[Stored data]
▽

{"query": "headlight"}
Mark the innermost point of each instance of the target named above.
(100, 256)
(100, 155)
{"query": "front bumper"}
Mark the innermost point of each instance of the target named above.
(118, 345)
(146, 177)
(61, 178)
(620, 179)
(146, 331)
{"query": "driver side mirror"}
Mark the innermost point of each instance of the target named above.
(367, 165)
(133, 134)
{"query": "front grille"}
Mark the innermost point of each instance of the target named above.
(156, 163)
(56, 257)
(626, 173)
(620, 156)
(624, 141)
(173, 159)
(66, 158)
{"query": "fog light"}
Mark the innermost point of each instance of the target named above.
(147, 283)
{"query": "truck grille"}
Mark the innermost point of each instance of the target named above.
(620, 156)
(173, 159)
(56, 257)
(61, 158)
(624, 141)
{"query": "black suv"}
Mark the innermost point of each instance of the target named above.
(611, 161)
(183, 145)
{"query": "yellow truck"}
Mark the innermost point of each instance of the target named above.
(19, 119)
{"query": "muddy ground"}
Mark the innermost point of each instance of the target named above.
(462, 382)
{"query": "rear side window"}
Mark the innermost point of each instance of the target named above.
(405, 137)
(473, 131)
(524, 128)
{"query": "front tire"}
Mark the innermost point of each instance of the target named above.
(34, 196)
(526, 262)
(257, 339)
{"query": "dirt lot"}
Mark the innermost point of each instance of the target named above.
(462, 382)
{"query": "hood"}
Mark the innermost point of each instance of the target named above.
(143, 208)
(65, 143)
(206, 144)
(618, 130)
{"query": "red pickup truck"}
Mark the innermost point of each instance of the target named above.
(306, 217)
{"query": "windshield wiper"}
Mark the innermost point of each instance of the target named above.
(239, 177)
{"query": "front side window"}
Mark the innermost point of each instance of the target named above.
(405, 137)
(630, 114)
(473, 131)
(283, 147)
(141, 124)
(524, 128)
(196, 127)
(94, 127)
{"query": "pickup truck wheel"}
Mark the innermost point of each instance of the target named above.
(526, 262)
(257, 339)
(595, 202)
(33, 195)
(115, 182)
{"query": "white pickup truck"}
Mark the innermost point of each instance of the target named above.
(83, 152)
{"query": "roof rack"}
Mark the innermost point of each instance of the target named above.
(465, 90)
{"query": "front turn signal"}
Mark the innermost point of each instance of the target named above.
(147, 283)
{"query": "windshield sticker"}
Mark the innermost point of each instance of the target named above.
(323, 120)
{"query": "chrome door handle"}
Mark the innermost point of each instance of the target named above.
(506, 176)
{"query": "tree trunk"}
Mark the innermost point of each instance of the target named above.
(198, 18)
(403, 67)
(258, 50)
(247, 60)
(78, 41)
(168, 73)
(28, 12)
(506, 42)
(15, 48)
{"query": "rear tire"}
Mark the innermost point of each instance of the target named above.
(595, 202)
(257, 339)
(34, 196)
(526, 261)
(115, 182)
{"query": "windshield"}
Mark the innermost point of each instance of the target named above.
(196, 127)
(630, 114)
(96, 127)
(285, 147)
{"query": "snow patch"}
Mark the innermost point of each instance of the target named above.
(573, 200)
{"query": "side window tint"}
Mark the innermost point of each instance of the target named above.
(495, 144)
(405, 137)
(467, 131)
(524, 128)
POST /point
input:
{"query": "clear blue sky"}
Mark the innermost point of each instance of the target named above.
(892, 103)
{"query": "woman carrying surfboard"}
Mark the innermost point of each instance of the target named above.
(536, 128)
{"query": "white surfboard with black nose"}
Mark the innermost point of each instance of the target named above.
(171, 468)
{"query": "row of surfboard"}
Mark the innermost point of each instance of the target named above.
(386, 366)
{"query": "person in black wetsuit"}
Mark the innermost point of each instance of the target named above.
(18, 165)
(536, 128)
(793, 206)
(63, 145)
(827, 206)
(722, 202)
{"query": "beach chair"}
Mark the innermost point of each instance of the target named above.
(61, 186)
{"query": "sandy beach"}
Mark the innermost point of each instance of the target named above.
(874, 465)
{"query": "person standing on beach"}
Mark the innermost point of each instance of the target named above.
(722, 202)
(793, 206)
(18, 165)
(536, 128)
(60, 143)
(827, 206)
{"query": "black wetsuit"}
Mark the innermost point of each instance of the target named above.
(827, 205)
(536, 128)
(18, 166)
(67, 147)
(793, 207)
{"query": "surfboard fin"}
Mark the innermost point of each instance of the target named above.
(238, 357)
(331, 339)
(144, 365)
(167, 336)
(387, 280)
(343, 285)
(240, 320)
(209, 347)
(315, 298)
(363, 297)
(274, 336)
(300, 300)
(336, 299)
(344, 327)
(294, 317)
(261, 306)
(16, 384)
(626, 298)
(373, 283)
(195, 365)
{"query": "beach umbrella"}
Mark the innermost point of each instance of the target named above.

△
▽

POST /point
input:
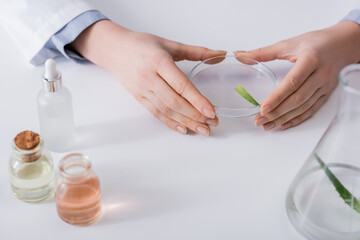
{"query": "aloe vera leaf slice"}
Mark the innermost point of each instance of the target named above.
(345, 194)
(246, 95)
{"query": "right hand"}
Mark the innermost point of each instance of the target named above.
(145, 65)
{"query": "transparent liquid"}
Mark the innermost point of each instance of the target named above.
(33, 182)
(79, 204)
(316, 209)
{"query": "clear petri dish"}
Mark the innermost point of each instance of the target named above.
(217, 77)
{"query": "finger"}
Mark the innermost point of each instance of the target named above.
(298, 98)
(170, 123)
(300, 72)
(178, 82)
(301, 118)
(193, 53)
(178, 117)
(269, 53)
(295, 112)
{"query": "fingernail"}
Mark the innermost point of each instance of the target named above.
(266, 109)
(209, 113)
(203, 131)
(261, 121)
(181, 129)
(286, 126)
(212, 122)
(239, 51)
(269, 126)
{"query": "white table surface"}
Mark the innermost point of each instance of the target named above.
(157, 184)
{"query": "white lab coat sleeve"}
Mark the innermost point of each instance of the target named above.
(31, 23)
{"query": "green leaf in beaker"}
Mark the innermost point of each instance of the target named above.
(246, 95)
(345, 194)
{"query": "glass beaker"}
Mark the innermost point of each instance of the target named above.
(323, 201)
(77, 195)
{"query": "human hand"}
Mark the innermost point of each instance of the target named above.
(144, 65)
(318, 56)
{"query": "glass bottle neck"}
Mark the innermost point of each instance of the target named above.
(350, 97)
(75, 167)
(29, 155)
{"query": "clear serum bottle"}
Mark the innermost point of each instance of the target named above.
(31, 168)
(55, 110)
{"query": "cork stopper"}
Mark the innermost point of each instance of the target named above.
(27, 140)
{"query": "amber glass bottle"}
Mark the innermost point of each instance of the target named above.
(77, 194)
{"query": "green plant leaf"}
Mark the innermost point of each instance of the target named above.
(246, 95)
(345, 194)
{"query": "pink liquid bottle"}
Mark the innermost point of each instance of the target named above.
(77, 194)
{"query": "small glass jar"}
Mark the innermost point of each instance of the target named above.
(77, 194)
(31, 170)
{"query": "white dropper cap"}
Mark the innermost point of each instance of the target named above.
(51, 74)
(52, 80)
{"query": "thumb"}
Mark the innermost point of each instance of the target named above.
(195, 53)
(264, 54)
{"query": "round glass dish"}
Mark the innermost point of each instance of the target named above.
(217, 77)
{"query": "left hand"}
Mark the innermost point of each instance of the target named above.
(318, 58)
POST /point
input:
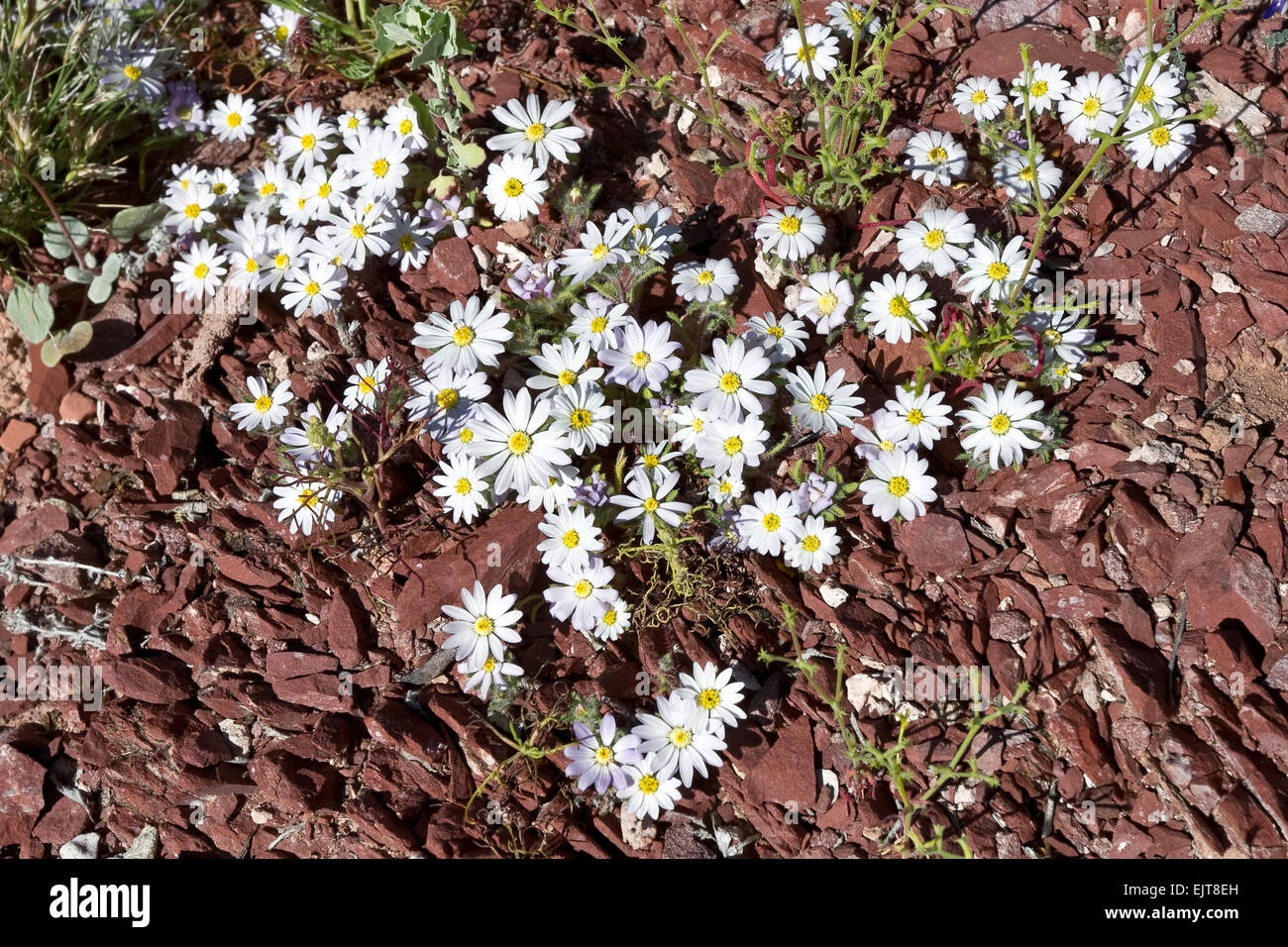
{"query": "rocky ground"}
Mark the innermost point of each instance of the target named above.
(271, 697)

△

• **Given instruction**
Please extract each line of the items above that contains the string "pickup". Case counts.

• **Result**
{"query": "red pickup truck"}
{"query": "pickup truck wheel"}
{"query": "white pickup truck"}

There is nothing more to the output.